▶ [Liste des tâches]
- 1) Traduire en anglais la phrase suivante de l'extrait sur le centenaire du Grand Liban : « Ce n’est pas une tâche aisée de parler du centenaire du Grand Liban, à la croisée d’une crise protéiforme dont l’issue ne semble pas accessible dans le court terme. »
- 2) Prolonger l'extrait sur le centenaire du Grand Liban, placé plus bas, à la suite de sa dernière phrase.

── Extrait à lire

Un siècle de rendez-vous manqués

Un siècle de rendez-vous manqués

Le Hezbollah a envahi Beyrouth en mai 2008 pour souligner que la majorité populaire du 14 Mars n’aura pas raison de ses armes. Notre photo, le gigantesque rassemblement du 14 mars 2005 dans le centre-ville de Beyrouth. Haitham Mussawi/AFP

Ce n’est pas une tâche aisée de parler du centenaire du Grand Liban, à la croisée d’une crise protéiforme dont l’issue ne semble pas accessible dans le court terme. L’expression purement rationnelle et cartésienne est bien peu flatteuse et déloyale pour ce pays qui s’assimilerait à tant d’égards à un rêve au Proche-Orient. Verser dans un sentimentalisme nostalgique risquerait de transformer notre histoire en épopée homérique et en un condensé de clichés sur lesquels ont surfé les communautés, chacune pour édifier un mythe identitaire qui lui est propre. Nous tenterons donc de jauger notre analyse en l’articulant en deux temps : celui du passé pour comprendre le modèle libanais et celui de la contemporanéité afin d’identifier les causes d’échec, ou plus précisément de survie sous perfusion, d’un pays rendu exsangue sur les plans sécuritaire, politique, économique, culturel et social.

────
── Matériel recueilli

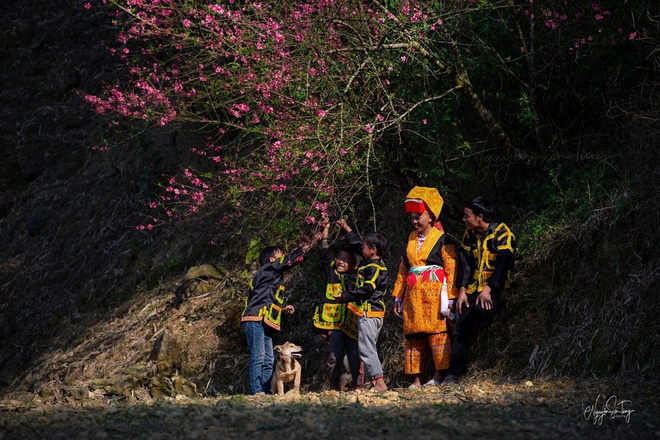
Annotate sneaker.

────

▶ [Réponses]
- 1) It is no easy task to speak of the centenary of Greater Lebanon, at the crossroads of a multifaceted crisis whose outcome does not seem within reach in the short term.

- 2)
Le Liban n’a pas à justifier son existence dans une région qui a vu émerger les États-nations dans la première moitié du XXe siècle. Son existence en tant qu’entité historique, anthropologique et géographique précède son existence dans le concert des nations modernes. Et souvent la dimension étatique du Liban actuel fait pâle figure face à son histoire épique plus ancrée dans l’évolution du monde et vieille de 2 000 ans. Il existe un décalage aigu entre le Liban rêvé appartenant à un inconscient collectif et un Liban réel décevant par sa classe politique et ses prévarications aussi bien que par son morcellement territorial dû à une souveraineté épisodique et souvent violée par la détention d’armes illégales. Sans oublier les crises non moins graves, telles que la présence d’un million et demi de réfugiés syriens sur son territoire et l’impasse de la question des camps palestiniens, gardée en suspens depuis la fin de la guerre civile.

Le tableau est lugubre, peu réjouissant et sombre comme la couleur de sa capitale qui s’asphyxie jusqu’à aujourd’hui sous la poussière de l’explosion apocalyptique du 4 août. Ce qu’est devenu le Liban, cent ans après sa déclaration sur le perron de la Résidence des Pins, ferait se retourner ses pères fondateurs dans leurs tombes ; notamment le patriarche Élias Howayek, défenseur acharné du Grand Liban à la conférence de paix de Paris en 1919.

Dans son manifeste « Qu’est-ce qu’une nation ? », Ernest Renan définit les conditions de l’édification d’un État-nation. C’est la construction d’une union entre deux choses : histoire commune et rassemblement d’une population, « l’une est dans le passé, l’autre dans le présent. L’une est la possession en commun d’un riche legs de souvenirs, l’autre est le consentement actuel, le désir de vivre ensemble ». Nous voulons nous attarder sur ces deux dimensions, pensées par le philosophe et historien français.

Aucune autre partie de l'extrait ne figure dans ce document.